§ **Activity**
Check every line below for the word "rough" and show those that hold it.

§ **Provided records**
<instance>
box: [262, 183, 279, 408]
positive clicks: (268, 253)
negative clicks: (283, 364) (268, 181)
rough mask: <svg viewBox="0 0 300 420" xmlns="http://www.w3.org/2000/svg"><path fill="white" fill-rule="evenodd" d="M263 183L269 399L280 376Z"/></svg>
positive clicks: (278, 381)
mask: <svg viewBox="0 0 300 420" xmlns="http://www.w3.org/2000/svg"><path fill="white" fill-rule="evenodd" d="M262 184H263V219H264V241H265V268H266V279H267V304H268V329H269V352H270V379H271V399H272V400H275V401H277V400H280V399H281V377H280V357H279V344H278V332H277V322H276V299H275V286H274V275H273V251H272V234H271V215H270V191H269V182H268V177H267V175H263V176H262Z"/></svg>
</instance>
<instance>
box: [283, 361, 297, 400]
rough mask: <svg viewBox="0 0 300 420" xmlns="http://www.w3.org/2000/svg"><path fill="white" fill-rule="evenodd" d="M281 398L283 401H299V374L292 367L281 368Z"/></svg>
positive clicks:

§ **Task result**
rough mask: <svg viewBox="0 0 300 420" xmlns="http://www.w3.org/2000/svg"><path fill="white" fill-rule="evenodd" d="M263 183L269 399L280 376Z"/></svg>
rough mask: <svg viewBox="0 0 300 420" xmlns="http://www.w3.org/2000/svg"><path fill="white" fill-rule="evenodd" d="M281 398L283 401H299V374L292 367L281 368Z"/></svg>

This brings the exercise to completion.